* Actions to take *
(a) Condense the paragraph starting "Officials also reported 920 COVID-19 patients" from the San Antonio COVID-19 article into a short bulleted list that keeps its main figures.
(b) In the San Antonio COVID-19 article, what share of staffed beds was available as of Tuesday?

* Document extract *
· · ·
SAN ANTONIO – The COVID-19 risk level that fell to the green zone of “low” in the months after the vaccine rollout has now increased to “severe.”
And it’s listed as “worsening.”
City officials base the level on hospital trends, the average case rate, the positivity rate and hospital stress as San Antonio along with other parts of the United States experience another wave of infections, many of which are the highly contagious delta variant.
As of Tuesday evening, Bexar County recorded a seven-day moving average of 1,146 new cases, an increase from 724 the week prior.
Officials also reported 920 COVID-19 patients in the hospital, an increase from 695 the week prior. About 260 patients are in the intensive care unit and 132 patients are on ventilators as of Tuesday.
Data shows that as of Tuesday, 7% of staffed beds are available and 64% of ventilators are available.
Baptist Health System CEO Matthew Stone recently told KSAT that if hospitalizations continue to increase at that rate, they could surpass the January high of more than 1,500.
“And that will be - it will be a crunch,” he said.
City spokeswoman Cleo Garcia said the city’s COVID-19 risk level was at “low” before it increased to “mild” on July 6.
It was at that level for three weeks before increasing to “moderate.” On Tuesday, the city listed the risk level as “severe.”
Public officials and health experts have upped the urge for greater health precautions while encouraging people to get vaccinated.
Dr. Rogelio Saenz, a demography professor at UTSA’s College for Health, Community and Policy, said it is likely that San Antonio could experience another spike as children head back to school.
“(A spike) is likely to be the case that the public health experts are indicating, and a lot has to do with the knowledge that specialists are now realizing with the delta variant ... these particular variants are much, much more dangerous, they’re much more contagious,” he said.
High infection levels and the delta variant caused the Centers for Disease Control and Prevention to reverse its course on mask mandates. Now, public health officials are advising people to wear masks indoors, regardless of vaccination status, in parts of the U.S. with at least 50 new cases per 100,000 people in the last week.
The masking guidance will stay in place until spread is under control, but experts say the easiest solution is to boost arm jabs.
Saenz added that “one of the statistics that needs to be regularly, regularly repeated” is that the majority of people who are hospitalized or die from COVID-19 are not vaccinated.
When unvaccinated people are on ventilators and are at “death’s door,” he said, it’s often too late.
In San Antonio, about 63.4% of those 12 years or older, or about 1.05 million people, are fully vaccinated, as of July 28. About 76.8% of that age group, or 1.27 million people, have received at least one dose of a vaccine.
· · ·
* Records supplied *
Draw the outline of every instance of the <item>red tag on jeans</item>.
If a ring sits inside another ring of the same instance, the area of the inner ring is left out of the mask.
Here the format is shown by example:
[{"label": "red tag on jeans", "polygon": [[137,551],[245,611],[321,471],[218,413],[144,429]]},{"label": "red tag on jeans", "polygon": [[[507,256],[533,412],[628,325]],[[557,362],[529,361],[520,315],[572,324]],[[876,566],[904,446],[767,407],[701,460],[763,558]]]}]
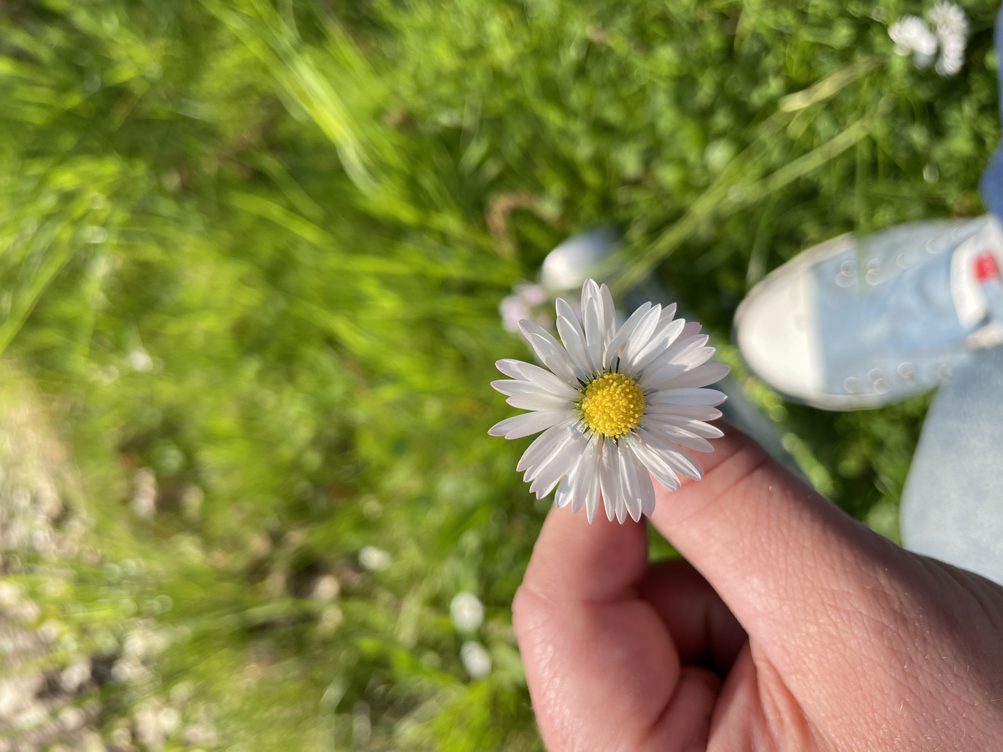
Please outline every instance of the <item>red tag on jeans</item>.
[{"label": "red tag on jeans", "polygon": [[983,251],[975,259],[975,279],[979,284],[1000,279],[1000,268],[996,257],[989,251]]}]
· · ·
* Exercise responses *
(a)
- 920 COVID-19 patients in the hospital, up from 695 the week before
- About 260 patients in the intensive care unit as of Tuesday
- 132 patients on ventilators as of Tuesday

(b) 7% of staffed beds were available.